* _SET EXERCISE_:
Output only the part that opens with the line containing "Task: Where can the bunny eye" and closes with the line containing "[[73, 457]]" as a JSON array of strings, one string per line, skipping blank lines.

* _Data lines_:
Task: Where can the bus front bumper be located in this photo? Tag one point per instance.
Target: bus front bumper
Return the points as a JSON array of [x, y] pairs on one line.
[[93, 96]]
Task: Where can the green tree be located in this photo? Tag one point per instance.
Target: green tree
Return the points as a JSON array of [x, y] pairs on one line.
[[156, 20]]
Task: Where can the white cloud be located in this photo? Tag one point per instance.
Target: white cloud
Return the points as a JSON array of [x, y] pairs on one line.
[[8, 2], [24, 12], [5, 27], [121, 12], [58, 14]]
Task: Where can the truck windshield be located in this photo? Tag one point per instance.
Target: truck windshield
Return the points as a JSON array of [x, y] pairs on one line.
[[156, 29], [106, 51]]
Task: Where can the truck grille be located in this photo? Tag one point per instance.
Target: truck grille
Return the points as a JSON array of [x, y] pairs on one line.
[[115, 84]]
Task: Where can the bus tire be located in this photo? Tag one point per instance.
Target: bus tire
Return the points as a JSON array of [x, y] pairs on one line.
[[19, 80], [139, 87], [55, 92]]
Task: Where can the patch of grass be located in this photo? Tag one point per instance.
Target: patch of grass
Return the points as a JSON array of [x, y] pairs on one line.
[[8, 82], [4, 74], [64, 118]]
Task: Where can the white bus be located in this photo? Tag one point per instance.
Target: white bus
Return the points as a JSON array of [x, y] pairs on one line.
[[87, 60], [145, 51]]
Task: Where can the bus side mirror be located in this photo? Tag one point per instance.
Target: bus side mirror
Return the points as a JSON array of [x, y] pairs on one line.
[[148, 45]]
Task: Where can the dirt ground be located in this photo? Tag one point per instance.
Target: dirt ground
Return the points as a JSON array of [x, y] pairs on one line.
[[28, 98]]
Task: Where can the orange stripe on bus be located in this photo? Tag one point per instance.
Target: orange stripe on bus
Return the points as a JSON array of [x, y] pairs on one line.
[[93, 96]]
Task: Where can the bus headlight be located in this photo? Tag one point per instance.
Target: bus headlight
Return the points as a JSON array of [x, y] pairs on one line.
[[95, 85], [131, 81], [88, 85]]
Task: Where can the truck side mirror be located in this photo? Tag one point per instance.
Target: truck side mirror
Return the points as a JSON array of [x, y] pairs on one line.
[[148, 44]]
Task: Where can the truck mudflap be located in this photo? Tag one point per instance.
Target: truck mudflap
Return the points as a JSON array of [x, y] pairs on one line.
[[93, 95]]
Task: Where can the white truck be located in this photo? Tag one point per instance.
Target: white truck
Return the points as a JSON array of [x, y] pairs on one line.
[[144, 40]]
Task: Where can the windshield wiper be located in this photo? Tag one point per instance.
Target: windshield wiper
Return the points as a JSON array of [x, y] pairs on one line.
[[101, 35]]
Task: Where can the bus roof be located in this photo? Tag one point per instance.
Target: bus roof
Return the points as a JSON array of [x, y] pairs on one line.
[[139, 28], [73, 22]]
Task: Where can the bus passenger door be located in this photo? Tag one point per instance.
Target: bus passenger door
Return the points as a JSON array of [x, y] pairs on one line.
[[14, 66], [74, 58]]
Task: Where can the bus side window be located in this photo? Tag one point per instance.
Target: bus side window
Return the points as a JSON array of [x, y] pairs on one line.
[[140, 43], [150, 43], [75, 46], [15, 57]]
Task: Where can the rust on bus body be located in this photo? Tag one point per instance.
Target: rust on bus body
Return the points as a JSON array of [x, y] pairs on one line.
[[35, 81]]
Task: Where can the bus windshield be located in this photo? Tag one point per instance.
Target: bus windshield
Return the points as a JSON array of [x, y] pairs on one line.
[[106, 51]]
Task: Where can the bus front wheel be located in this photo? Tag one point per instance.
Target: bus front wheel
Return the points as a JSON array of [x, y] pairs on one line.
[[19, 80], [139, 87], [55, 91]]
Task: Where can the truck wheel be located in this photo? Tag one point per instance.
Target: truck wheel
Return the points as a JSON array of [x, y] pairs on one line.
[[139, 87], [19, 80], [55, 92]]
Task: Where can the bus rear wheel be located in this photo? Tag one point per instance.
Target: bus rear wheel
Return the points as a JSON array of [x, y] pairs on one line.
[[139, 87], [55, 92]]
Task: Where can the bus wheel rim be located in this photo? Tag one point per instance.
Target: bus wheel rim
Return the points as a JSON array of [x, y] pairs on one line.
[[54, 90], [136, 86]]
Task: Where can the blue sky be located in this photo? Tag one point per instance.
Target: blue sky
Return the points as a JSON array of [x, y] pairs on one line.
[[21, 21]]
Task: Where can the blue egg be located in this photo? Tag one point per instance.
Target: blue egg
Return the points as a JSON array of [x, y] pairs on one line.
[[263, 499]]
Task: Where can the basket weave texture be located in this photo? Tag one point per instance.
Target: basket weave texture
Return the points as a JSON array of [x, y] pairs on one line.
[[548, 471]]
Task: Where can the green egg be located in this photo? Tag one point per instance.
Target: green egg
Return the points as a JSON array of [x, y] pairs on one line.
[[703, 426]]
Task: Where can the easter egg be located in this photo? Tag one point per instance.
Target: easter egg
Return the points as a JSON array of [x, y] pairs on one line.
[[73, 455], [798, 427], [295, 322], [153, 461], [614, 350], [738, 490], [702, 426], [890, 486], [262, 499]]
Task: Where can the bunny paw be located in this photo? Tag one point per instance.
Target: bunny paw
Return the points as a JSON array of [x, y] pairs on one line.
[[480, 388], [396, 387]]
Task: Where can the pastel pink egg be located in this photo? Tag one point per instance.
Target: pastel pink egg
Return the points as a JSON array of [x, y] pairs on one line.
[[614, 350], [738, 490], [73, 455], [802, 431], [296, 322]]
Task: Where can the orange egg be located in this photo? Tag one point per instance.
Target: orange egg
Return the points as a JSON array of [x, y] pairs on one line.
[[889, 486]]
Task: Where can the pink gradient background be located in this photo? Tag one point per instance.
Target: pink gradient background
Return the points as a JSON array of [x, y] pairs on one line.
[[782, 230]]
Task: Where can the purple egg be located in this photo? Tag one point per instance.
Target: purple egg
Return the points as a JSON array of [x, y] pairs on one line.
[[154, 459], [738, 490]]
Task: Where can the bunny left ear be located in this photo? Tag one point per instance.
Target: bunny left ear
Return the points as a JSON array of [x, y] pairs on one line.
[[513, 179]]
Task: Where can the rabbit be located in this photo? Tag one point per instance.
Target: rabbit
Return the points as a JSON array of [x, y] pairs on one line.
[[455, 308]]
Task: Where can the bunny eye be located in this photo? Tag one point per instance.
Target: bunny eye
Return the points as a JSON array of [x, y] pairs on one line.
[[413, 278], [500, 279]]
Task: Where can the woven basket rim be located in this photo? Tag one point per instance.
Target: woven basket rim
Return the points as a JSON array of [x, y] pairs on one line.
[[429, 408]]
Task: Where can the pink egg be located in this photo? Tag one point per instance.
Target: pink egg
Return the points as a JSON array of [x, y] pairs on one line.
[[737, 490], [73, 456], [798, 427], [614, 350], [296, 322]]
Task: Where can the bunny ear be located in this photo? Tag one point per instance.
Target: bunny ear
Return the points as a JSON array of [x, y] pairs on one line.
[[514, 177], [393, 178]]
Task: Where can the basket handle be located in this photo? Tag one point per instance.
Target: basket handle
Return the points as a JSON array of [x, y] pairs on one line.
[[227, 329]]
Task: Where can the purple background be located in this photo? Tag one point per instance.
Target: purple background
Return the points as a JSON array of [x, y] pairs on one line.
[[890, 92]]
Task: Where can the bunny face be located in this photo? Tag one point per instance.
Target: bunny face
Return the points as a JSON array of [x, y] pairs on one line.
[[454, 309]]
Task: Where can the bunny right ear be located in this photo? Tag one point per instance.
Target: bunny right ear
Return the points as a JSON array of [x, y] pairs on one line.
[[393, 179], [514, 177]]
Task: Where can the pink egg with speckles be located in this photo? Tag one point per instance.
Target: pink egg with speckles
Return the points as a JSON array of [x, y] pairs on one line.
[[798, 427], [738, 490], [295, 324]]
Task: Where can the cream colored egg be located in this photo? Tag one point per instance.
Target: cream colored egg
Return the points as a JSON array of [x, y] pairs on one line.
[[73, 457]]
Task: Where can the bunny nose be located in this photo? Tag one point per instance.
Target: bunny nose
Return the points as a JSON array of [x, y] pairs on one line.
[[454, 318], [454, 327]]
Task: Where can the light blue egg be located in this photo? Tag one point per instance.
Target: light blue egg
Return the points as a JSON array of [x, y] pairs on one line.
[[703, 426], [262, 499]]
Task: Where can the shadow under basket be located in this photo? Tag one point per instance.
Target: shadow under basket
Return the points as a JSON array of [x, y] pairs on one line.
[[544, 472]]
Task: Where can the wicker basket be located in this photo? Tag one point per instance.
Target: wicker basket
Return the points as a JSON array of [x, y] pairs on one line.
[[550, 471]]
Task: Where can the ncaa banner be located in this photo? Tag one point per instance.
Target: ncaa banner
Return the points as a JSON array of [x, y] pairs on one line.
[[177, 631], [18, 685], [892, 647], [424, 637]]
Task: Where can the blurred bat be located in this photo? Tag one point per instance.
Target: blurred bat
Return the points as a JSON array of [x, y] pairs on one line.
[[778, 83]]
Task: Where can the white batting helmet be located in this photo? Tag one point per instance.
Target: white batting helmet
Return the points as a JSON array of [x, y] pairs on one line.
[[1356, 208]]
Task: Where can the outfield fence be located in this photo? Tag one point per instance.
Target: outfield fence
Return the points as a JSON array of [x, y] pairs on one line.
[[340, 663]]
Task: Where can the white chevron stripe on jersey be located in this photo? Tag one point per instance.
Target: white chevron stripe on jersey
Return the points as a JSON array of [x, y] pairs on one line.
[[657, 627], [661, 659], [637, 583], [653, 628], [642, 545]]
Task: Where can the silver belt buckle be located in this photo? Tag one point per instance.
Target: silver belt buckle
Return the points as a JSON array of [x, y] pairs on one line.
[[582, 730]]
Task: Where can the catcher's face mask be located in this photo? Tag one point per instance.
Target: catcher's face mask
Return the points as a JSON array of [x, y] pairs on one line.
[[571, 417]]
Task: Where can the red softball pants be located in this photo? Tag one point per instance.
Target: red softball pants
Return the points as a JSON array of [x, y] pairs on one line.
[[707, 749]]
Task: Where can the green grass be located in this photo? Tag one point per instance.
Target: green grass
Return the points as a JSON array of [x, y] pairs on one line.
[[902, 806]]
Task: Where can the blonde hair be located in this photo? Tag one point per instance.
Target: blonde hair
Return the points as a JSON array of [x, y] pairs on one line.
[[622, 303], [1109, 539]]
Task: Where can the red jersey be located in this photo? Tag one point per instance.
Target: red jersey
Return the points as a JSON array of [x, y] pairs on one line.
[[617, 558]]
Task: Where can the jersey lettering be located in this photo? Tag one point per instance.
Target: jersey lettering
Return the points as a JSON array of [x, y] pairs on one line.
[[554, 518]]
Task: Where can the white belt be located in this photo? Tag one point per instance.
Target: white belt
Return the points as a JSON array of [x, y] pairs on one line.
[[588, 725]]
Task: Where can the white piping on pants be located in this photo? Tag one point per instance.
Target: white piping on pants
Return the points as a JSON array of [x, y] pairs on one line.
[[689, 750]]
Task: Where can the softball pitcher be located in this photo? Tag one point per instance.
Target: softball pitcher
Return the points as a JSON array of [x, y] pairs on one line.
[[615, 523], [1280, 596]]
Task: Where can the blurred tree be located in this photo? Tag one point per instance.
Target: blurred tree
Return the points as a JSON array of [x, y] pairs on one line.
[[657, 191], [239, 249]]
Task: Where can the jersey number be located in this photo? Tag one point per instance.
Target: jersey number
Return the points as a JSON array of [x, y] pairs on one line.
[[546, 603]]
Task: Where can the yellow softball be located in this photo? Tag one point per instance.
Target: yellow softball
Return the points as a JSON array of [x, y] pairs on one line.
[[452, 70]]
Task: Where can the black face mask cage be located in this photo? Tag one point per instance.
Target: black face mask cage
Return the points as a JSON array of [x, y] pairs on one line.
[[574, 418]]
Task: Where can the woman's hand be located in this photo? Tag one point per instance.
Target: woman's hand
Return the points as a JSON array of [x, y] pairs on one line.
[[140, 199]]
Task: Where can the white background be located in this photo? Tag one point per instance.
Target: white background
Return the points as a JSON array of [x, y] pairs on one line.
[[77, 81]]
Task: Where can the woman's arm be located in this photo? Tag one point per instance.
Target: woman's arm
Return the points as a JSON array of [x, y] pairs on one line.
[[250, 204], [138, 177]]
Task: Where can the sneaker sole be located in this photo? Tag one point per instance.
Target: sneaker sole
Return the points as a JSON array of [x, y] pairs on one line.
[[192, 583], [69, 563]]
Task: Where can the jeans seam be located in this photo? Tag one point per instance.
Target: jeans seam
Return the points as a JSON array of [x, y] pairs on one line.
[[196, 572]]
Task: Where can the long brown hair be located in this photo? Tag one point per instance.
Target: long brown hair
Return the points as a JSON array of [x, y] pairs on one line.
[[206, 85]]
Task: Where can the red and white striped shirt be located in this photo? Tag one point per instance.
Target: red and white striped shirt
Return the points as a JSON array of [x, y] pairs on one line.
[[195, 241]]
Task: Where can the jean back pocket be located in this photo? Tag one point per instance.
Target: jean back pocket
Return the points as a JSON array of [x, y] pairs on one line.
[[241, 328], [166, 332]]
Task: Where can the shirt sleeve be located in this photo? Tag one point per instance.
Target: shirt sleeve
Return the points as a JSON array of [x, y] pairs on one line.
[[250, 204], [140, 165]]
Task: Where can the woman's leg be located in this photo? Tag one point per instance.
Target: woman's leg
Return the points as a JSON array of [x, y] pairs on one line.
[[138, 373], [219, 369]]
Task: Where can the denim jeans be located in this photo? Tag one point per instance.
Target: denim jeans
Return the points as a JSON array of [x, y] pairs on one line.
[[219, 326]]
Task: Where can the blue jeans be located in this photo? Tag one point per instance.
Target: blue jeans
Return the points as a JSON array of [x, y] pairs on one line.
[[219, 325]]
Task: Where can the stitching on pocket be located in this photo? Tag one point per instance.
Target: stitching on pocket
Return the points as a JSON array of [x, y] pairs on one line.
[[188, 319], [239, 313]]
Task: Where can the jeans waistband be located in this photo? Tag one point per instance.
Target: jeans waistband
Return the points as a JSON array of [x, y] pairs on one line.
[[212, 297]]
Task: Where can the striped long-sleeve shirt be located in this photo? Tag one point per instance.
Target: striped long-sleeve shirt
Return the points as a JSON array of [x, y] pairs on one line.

* _RESULT_:
[
  "Task: Where can the bunny eye be located in this photo? Tag one point per instance.",
  "Target: bunny eye",
  "Return the points as a JSON array of [x, y] pairs on one line.",
  "[[413, 278], [500, 279]]",
  "Task: Where can the woven basket rim be located in this photo? Tag one point per instance.",
  "Target: woven basket rim",
  "Return the points as a JSON array of [x, y] pairs on one line.",
  "[[429, 408]]",
  "Task: Where can the pink egg be located in this photo? Tag one point per instance.",
  "Target: pink egg",
  "Return the points as a JSON array of [x, y] pairs on one line.",
  "[[737, 490], [73, 456], [798, 427], [614, 350], [296, 322]]",
  "Task: Where can the bunny ear be located in this photo? Tag one point per instance.",
  "Target: bunny ear",
  "Return the points as a JSON array of [x, y] pairs on one line.",
  "[[514, 177], [393, 178]]",
  "Task: Where can the basket handle be located in this photo? Tag one point per instance.",
  "Target: basket handle",
  "Return the points as a JSON array of [x, y] pairs on one line.",
  "[[227, 329]]",
  "Task: Where can the purple background be located in this photo? Tag one point per instance.",
  "Target: purple background",
  "Return the points as a JSON array of [x, y] pairs on one line.",
  "[[890, 92]]",
  "Task: Where can the bunny face be located in this photo? Tag one point per instance.",
  "Target: bunny face",
  "Return the points as a JSON array of [x, y] pairs on one line.",
  "[[454, 309]]",
  "Task: Where can the bunny right ear be located in this photo? Tag one point per instance.",
  "Target: bunny right ear",
  "Return the points as a JSON array of [x, y] pairs on one line.",
  "[[393, 179], [514, 177]]",
  "Task: Where can the pink egg with speckles be located in this photo? Tag one point per instance.",
  "Target: pink egg with speckles",
  "Return the points as a JSON array of [x, y] pairs on one line.",
  "[[798, 427], [738, 490], [295, 324]]",
  "Task: Where can the cream colored egg be located in this photo? Tag one point per instance.",
  "Target: cream colored egg",
  "Return the points as a JSON array of [x, y] pairs on one line.",
  "[[73, 457]]"
]